Directions: In every item below, swap "instance" for "occurrence" and write the lines out again with nothing else changed.

Collection entries:
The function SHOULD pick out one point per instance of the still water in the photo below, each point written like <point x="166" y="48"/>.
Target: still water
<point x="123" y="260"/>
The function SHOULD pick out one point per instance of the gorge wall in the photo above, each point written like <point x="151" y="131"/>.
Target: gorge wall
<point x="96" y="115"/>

Solution for this exercise:
The function SHOULD pick out one point per occurrence of the still water in the photo below, each point written like <point x="166" y="48"/>.
Target: still water
<point x="123" y="260"/>
The function SHOULD pick out one point per occurrence of the gorge wall in the photo above, each point written like <point x="151" y="131"/>.
Target: gorge wall
<point x="96" y="115"/>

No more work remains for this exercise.